Task brief
Rewrite the data from the line with "Spot every staircase" to the line with "[0,80,418,239]", both included, keeping each request line as it is and scaling every bounding box coordinate in the answers by 0.45, rounded to whole numbers with halves going up. Give only those lines.

Task material
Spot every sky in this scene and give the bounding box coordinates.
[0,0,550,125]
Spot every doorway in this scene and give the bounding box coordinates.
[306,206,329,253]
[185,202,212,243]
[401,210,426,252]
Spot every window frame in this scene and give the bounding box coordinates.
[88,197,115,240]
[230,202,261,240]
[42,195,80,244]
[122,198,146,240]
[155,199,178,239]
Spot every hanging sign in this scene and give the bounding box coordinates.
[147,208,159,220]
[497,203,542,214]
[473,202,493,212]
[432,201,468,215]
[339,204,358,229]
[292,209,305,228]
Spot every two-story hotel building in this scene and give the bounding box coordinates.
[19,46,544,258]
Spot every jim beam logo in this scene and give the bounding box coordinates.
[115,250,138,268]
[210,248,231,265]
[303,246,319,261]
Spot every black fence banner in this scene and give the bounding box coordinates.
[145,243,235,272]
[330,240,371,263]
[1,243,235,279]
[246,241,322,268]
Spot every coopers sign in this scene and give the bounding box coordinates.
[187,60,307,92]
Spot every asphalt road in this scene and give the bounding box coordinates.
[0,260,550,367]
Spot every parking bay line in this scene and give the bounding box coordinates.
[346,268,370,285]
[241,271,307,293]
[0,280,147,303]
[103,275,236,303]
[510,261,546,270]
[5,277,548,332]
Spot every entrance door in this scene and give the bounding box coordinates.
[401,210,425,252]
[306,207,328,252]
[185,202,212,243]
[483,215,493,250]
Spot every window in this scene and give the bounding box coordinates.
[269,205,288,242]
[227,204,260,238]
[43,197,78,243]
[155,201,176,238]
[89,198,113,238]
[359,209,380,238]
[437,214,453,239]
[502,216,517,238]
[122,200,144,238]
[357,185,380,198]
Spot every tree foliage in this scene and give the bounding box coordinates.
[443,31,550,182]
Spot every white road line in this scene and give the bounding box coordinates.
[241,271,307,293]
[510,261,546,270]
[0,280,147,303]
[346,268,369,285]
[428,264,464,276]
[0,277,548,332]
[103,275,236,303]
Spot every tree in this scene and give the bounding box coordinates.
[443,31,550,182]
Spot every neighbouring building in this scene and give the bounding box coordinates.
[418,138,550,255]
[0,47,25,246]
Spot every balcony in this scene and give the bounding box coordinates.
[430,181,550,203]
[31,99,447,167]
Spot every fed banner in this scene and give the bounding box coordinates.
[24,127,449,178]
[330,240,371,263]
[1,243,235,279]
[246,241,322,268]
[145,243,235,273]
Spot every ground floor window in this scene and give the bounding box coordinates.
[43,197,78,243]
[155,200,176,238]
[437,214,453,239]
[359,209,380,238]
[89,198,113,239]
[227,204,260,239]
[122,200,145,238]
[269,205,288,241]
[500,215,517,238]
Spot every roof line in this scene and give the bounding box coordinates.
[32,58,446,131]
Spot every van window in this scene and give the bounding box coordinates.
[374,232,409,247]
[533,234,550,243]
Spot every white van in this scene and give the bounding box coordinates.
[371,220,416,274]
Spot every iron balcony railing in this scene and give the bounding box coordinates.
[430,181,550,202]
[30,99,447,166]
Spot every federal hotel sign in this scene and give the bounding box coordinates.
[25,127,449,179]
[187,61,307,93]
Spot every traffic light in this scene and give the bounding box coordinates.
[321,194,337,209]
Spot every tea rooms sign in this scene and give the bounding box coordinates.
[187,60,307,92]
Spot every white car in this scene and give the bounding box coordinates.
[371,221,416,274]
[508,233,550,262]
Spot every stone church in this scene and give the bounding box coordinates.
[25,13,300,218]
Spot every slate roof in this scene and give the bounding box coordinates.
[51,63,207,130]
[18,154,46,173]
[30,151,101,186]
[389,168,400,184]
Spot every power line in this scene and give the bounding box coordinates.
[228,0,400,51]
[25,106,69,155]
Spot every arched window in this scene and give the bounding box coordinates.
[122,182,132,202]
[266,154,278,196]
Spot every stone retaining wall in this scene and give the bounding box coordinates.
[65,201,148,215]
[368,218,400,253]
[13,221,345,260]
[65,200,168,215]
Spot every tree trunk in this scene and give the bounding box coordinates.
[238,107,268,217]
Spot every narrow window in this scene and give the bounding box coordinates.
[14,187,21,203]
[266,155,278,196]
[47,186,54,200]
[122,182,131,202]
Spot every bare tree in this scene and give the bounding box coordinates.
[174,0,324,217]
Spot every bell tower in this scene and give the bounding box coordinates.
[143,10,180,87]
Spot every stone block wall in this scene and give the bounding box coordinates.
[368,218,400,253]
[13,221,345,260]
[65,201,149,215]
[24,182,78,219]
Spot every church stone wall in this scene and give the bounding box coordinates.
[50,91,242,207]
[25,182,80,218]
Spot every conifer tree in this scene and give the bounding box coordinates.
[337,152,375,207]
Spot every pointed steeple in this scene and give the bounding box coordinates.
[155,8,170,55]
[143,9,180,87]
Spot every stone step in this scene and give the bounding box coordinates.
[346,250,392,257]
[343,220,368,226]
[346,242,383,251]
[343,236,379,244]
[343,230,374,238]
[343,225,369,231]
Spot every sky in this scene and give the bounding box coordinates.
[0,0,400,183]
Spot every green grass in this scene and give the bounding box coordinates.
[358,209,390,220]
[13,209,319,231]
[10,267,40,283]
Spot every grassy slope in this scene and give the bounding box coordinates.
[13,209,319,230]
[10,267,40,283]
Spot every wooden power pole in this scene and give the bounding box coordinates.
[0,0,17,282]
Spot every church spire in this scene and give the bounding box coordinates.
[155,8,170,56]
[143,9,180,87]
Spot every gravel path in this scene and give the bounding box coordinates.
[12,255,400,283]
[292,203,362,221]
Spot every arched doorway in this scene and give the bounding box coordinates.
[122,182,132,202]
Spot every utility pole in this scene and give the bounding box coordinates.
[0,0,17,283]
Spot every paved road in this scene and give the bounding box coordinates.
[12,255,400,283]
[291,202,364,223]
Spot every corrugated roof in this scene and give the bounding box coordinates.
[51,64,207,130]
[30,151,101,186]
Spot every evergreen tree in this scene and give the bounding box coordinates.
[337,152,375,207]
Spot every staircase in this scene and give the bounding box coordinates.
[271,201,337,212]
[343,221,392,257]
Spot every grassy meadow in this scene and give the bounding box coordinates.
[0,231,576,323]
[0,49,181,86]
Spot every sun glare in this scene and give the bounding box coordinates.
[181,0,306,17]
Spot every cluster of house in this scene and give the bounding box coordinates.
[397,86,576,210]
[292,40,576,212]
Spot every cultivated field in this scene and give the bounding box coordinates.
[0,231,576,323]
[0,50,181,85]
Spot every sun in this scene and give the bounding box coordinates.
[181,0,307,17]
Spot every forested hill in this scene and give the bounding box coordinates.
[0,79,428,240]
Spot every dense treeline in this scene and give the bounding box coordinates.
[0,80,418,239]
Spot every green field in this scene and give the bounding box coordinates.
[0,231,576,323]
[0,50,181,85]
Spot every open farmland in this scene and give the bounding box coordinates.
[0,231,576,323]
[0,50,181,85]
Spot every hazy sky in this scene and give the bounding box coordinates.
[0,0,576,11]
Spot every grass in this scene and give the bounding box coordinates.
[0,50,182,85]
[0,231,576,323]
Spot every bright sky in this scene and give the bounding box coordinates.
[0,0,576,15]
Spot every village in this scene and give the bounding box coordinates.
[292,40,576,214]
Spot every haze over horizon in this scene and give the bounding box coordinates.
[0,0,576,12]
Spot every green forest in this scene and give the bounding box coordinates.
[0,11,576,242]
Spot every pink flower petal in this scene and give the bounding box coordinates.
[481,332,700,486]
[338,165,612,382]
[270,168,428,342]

Result below
Spot every staircase in this scene and give the bounding box coordinates.
[122,90,152,95]
[154,99,176,116]
Spot every grassy meadow in this scene and give the bounding box coordinates.
[0,104,259,145]
[0,22,81,39]
Spot every sun glare in this scene and give the bounding box coordinates.
[81,0,138,8]
Spot every cluster of house in this scene and give the bounding box coordinates.
[179,39,259,95]
[131,18,259,95]
Spot every cultivated field in this scene and give the bounding box coordinates.
[0,104,259,145]
[0,23,81,38]
Spot every sun in this scene and give the bounding box coordinates.
[81,0,138,8]
Spot every forested hill in this scene and give the bounding box coordinates.
[0,36,193,108]
Spot every dense treeline in this scene and give the bounding box coordinates.
[0,36,188,108]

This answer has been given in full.